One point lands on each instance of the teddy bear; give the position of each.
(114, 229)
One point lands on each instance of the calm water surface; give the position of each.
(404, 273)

● ● ●

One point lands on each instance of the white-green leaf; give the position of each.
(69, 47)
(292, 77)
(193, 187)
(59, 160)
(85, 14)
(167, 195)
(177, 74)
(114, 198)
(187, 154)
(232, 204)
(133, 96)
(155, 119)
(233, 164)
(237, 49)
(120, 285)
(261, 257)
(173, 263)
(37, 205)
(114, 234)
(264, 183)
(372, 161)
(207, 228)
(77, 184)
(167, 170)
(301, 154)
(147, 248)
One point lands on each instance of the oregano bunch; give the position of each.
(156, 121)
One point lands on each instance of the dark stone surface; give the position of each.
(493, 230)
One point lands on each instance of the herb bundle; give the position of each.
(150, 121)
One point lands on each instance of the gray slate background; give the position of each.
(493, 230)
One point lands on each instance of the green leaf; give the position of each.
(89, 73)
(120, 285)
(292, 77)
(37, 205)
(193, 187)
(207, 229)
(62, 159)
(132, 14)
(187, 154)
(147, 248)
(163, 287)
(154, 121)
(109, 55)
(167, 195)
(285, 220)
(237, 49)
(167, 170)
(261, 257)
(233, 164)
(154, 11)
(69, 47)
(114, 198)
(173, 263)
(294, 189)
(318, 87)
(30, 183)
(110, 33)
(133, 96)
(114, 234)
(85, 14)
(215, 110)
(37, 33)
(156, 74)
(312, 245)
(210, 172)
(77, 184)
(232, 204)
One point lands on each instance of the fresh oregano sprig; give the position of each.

● ● ●

DESCRIPTION OF THE TASK
Please reproduce exactly the lines in the listing above from the one containing "One point lands on each instance of the green" through the one containing "One point lands on each instance of the fresh", both included, and nothing more.

RESULT OF THIS TASK
One point lands on each instance of the green leaf; give the position of each.
(89, 73)
(120, 285)
(292, 77)
(37, 205)
(193, 187)
(207, 229)
(62, 159)
(132, 14)
(187, 154)
(147, 248)
(163, 287)
(154, 121)
(109, 55)
(167, 195)
(285, 220)
(237, 49)
(167, 170)
(261, 257)
(233, 164)
(154, 11)
(69, 47)
(114, 198)
(173, 263)
(294, 189)
(318, 87)
(30, 183)
(110, 33)
(133, 96)
(114, 234)
(85, 14)
(215, 110)
(37, 33)
(156, 74)
(312, 245)
(210, 172)
(77, 184)
(232, 204)
One point lands on each instance of the fresh oregano sprig; give the position of each.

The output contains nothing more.